*** Document segment ***

In the classic imagery of an African hunger crisis, a wave of airplanes and ships arrives with emergency shipments of food from wealthy foreign donors, often thousands of kilometres away. But the image could soon be relegated to history. For the first time, a local factory in the heart of West Africa’s drought region is producing all of the emergency food needed by malnourished children in its own country. It’s part of a dramatic shift in strategy by the world’s biggest relief agencies as they search for local solutions to humanitarian crises.
Facing problems of donor fatigue and rising criticism of foreign aid, many relief agencies are trying to boost the efficiency of their operations by working with local businesses.
The new strategy is evident in the latest crisis in the arid Sahel region of West Africa. The crisis, affecting nine countries, will require life-saving therapeutic food for 1.1 million severely malnourished children this year, according to new forecasts.

*** Data ***

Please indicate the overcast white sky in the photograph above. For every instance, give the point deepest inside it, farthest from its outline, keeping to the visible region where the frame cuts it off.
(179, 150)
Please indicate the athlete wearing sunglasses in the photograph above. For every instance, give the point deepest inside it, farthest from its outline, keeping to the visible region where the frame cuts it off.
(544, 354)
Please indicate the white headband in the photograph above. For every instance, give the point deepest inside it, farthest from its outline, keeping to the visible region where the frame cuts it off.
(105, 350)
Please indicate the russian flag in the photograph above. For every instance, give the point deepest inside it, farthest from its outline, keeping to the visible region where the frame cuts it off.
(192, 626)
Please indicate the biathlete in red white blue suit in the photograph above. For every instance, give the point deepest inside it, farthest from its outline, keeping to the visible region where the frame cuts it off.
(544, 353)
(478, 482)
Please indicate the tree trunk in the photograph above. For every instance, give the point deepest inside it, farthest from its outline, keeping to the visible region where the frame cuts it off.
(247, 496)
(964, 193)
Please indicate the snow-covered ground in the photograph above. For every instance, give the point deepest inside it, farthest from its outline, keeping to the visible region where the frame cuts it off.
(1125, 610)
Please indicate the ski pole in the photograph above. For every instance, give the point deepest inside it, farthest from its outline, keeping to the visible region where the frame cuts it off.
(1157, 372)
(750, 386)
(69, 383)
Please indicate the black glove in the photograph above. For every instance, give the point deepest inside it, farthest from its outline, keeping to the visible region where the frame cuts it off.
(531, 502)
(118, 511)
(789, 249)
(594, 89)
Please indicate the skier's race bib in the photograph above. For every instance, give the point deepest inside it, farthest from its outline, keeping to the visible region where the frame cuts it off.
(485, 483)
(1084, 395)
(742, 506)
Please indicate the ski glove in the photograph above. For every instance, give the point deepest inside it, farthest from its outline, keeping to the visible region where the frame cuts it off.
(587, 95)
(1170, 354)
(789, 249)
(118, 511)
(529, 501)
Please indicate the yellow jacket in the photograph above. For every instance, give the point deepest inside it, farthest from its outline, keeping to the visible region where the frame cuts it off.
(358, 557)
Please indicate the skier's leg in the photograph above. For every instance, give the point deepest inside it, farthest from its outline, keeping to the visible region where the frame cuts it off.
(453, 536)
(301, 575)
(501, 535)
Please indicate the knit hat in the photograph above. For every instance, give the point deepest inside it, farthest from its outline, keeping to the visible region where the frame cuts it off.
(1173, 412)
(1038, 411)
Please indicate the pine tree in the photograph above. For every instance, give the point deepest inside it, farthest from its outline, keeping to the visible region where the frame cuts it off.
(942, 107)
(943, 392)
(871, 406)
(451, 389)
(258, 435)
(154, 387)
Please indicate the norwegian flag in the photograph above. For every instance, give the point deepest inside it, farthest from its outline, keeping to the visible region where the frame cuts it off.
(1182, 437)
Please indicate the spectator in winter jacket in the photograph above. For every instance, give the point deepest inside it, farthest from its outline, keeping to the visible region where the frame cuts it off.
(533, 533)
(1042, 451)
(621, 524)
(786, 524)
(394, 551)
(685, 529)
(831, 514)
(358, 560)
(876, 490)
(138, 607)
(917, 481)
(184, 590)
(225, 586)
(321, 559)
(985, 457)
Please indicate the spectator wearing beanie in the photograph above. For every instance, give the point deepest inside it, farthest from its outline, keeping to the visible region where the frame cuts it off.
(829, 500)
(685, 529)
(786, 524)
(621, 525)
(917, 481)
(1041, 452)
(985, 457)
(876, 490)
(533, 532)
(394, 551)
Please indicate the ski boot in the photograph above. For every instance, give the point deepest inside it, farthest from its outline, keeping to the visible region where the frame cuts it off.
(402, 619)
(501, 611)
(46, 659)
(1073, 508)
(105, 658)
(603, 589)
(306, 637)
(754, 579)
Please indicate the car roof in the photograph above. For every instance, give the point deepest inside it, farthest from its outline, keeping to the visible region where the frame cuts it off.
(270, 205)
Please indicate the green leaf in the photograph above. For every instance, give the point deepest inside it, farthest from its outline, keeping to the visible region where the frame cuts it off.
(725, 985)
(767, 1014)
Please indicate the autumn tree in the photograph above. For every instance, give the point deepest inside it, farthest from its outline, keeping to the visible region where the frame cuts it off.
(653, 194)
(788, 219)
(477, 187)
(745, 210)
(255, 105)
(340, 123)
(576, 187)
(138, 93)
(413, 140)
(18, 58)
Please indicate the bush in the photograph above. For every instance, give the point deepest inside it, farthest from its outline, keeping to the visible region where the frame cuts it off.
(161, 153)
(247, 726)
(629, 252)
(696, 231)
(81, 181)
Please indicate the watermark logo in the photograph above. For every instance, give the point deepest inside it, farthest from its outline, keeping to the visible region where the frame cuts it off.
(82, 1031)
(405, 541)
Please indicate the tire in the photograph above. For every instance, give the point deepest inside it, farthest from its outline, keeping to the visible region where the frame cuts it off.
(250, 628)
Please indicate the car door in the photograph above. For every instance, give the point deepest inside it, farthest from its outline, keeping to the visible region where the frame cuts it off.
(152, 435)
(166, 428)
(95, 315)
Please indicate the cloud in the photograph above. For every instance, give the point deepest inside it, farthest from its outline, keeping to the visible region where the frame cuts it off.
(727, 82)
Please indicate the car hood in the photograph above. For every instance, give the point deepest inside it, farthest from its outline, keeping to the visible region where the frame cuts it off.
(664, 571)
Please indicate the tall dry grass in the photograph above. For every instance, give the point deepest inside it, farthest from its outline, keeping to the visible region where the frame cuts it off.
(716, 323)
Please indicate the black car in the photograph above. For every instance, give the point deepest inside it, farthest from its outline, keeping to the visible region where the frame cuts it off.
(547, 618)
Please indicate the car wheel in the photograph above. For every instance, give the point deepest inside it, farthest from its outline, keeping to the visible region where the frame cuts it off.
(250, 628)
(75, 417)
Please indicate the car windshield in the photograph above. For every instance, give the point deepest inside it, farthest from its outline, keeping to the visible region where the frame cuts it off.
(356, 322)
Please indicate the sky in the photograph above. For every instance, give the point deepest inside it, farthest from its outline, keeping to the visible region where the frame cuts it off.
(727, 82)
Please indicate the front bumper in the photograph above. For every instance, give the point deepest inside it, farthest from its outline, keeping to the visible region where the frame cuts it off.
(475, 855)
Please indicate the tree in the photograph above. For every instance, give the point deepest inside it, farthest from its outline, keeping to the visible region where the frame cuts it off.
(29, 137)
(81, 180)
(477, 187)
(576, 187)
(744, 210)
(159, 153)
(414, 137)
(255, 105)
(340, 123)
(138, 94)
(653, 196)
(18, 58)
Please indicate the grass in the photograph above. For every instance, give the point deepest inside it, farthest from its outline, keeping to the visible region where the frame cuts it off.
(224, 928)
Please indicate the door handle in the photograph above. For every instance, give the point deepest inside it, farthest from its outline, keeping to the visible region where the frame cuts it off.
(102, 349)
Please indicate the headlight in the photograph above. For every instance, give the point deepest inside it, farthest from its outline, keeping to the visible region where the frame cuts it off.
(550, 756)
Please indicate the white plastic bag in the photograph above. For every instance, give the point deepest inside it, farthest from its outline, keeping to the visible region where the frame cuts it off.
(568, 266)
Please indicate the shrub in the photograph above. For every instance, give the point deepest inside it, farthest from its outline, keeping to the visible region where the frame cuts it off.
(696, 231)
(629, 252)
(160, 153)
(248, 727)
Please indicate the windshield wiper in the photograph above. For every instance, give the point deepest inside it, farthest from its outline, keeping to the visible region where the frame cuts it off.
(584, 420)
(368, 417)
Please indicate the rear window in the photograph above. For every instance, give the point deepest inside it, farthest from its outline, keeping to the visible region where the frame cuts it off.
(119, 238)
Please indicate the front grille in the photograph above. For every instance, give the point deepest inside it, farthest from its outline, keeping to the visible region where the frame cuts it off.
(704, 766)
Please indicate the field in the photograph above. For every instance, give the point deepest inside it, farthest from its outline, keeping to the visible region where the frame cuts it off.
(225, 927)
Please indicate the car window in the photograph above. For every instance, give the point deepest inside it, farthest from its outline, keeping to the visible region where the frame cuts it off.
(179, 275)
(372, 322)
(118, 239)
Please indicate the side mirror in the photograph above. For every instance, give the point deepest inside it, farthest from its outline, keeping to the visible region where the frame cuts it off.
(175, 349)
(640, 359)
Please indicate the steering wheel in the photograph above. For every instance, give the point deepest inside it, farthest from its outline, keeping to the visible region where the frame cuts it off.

***

Problem set
1. Answer these questions about the article on emergency food in West Africa:
(a) What two problems are pushing many relief agencies to work with local businesses?
(b) How many countries does the latest crisis in the Sahel affect?
(c) According to new forecasts, how many severely malnourished children will need life-saving therapeutic food this year?
2. Reproduce the passage of the article on emergency food in West Africa that starts at "Facing problems of" and ends at "with local businesses.".

Solutions by task
1.
(a) Donor fatigue and rising criticism of foreign aid.
(b) Nine countries.
(c) 1.1 million children.

2.
Facing problems of donor fatigue and rising criticism of foreign aid, many relief agencies are trying to boost the efficiency of their operations by working with local businesses.